Set exercise
From the line containing "Spot the gray" to the end of the listing, write out every line exactly; leave out everything else.

───── Items

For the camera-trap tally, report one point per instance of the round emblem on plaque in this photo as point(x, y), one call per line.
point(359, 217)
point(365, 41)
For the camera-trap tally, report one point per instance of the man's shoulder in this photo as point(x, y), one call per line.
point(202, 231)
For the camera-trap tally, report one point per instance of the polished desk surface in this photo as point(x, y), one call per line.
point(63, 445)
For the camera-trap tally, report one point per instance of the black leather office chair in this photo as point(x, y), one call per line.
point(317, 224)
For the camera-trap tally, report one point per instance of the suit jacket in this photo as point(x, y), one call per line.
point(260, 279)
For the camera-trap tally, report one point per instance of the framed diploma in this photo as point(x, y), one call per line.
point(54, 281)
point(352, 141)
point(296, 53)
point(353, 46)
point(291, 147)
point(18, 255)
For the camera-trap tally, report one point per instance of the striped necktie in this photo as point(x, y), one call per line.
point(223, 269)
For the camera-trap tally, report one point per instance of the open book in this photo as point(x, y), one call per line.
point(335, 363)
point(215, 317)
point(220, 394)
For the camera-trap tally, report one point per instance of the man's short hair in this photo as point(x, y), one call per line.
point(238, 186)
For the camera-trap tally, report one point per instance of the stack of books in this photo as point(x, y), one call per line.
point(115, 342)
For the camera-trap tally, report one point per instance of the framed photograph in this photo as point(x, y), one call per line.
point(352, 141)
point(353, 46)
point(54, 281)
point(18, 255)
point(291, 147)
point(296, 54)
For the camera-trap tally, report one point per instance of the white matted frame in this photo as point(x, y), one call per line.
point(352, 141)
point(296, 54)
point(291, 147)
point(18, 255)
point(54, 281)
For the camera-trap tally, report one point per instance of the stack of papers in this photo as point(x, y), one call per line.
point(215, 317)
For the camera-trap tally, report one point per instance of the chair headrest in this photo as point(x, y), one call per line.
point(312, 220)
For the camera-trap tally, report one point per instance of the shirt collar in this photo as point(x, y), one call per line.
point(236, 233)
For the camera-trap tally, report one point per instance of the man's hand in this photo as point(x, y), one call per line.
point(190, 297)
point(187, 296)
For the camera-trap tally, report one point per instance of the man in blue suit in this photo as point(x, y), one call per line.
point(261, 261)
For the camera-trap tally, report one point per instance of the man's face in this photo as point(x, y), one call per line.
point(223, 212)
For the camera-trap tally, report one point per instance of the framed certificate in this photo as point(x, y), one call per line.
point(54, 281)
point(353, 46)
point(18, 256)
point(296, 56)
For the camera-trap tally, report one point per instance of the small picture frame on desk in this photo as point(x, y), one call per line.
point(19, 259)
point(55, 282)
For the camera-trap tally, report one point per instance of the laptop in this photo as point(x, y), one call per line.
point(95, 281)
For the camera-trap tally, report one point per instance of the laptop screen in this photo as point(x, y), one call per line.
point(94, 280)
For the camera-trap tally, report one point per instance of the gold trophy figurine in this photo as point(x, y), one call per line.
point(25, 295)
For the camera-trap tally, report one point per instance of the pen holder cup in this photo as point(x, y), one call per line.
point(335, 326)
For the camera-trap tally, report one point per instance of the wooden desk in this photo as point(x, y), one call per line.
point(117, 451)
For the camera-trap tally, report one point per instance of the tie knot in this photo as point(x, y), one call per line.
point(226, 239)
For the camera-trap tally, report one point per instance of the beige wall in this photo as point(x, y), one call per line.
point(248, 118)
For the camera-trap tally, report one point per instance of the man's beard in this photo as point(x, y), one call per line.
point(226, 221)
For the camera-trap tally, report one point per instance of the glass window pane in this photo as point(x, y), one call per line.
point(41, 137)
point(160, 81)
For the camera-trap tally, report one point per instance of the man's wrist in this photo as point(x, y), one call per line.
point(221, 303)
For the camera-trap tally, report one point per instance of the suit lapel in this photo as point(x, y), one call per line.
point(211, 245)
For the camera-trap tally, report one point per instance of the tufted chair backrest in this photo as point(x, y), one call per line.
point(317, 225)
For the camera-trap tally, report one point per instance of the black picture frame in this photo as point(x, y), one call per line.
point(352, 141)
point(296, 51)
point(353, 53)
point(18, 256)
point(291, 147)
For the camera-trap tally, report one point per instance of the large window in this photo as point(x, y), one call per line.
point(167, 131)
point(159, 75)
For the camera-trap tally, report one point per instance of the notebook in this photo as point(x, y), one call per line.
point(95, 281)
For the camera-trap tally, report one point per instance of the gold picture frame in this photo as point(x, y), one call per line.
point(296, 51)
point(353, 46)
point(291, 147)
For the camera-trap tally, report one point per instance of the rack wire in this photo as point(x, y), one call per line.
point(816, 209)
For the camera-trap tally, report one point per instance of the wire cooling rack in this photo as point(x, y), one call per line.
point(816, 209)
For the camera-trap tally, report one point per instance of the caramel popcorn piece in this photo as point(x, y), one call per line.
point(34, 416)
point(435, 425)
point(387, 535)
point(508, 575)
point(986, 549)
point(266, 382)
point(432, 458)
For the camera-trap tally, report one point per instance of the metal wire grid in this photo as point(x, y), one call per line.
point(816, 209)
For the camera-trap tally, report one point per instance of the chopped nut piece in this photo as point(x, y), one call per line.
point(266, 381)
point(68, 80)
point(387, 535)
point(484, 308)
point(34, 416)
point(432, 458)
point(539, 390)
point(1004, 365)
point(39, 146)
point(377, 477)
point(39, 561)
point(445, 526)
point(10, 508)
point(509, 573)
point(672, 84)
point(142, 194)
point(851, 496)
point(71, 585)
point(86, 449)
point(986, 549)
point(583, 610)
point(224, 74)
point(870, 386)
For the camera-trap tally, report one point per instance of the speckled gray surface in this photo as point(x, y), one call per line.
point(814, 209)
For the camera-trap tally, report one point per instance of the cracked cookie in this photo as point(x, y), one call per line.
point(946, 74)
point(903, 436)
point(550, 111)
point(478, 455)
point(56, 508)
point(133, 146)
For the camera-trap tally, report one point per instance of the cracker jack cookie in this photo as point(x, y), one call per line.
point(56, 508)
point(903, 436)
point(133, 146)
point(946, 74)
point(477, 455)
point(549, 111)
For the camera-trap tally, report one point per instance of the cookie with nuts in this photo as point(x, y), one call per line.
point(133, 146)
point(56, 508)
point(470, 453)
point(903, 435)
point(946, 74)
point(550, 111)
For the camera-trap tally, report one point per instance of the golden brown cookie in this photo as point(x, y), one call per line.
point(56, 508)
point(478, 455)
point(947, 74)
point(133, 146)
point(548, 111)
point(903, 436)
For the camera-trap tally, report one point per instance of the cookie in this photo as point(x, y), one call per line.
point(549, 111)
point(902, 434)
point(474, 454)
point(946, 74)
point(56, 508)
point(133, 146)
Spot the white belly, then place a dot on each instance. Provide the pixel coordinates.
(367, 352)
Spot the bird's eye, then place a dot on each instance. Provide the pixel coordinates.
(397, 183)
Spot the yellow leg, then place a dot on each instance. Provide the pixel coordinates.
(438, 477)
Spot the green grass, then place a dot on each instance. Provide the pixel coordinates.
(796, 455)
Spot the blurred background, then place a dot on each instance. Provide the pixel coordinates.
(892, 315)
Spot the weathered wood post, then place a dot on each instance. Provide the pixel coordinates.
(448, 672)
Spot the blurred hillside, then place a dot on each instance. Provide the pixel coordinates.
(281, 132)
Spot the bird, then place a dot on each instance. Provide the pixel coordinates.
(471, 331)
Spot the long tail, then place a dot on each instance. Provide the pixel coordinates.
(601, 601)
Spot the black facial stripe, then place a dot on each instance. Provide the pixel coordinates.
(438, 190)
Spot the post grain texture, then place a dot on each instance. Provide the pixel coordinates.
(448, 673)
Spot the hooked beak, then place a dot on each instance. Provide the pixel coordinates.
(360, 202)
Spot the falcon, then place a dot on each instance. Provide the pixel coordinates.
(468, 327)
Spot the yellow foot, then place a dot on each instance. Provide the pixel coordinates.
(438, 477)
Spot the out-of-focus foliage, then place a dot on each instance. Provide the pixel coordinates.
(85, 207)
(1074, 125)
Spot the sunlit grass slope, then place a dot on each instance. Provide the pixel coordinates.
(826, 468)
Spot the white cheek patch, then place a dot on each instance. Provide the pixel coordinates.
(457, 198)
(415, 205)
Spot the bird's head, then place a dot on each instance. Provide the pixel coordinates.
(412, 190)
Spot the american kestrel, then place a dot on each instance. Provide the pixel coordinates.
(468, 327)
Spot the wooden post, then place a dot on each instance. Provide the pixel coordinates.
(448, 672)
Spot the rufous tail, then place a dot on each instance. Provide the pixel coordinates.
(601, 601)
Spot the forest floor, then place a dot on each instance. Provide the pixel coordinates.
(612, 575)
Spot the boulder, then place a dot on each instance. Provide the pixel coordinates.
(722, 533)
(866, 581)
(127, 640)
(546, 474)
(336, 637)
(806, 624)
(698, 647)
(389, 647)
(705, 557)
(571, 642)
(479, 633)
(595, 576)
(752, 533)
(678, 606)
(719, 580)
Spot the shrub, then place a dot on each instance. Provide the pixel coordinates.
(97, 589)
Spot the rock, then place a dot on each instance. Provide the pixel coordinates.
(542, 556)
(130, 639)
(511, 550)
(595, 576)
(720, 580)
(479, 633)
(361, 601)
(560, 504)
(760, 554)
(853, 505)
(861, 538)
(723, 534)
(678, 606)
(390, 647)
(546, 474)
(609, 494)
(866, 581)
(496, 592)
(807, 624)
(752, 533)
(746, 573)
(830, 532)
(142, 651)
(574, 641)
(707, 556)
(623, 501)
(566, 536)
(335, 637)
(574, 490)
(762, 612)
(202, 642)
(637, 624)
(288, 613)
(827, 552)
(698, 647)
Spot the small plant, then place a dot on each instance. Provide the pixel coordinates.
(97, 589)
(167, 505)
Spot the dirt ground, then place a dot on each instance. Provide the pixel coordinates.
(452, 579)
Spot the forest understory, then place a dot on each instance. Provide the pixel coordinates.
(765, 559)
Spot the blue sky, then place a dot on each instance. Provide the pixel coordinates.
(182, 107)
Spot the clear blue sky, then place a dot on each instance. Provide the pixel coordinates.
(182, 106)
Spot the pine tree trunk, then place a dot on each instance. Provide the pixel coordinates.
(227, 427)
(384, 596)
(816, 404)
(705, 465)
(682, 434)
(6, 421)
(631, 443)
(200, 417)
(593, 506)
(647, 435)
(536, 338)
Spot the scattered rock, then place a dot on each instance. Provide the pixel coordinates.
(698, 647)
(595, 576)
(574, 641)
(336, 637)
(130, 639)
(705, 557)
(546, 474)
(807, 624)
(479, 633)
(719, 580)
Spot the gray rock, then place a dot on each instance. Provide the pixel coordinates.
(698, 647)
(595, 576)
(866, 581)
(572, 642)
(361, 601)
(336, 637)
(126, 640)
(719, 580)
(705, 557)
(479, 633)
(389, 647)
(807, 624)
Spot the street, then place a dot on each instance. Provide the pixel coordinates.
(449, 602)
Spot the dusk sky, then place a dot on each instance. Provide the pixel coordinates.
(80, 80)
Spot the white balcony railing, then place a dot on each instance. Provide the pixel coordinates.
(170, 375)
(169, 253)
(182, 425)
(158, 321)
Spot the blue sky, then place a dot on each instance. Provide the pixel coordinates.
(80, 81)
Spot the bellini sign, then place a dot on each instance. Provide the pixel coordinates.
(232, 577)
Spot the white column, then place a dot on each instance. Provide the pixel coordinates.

──────────

Worked answer
Spot the gray rock, then place a dot on each instance. Provide the pixel coordinates.
(698, 647)
(595, 576)
(866, 581)
(572, 642)
(361, 601)
(336, 637)
(126, 640)
(719, 580)
(705, 557)
(479, 633)
(389, 647)
(807, 624)
Spot the street, then place a dot on each instance. Provide the pixel coordinates.
(449, 602)
Spot the dusk sky, then place a dot on each instance. Provide the pixel coordinates.
(80, 80)
Spot the white balcony railing, then place a dot on each instance. Provide the pixel coordinates.
(170, 375)
(169, 253)
(182, 425)
(158, 321)
Spot the blue sky, then place a dot on each instance. Provide the pixel coordinates.
(80, 81)
Spot the bellini sign, then place a dot on each instance. Provide the pixel coordinates.
(232, 577)
Spot the white column, then place a dot on each instance. Provide the pixel coordinates.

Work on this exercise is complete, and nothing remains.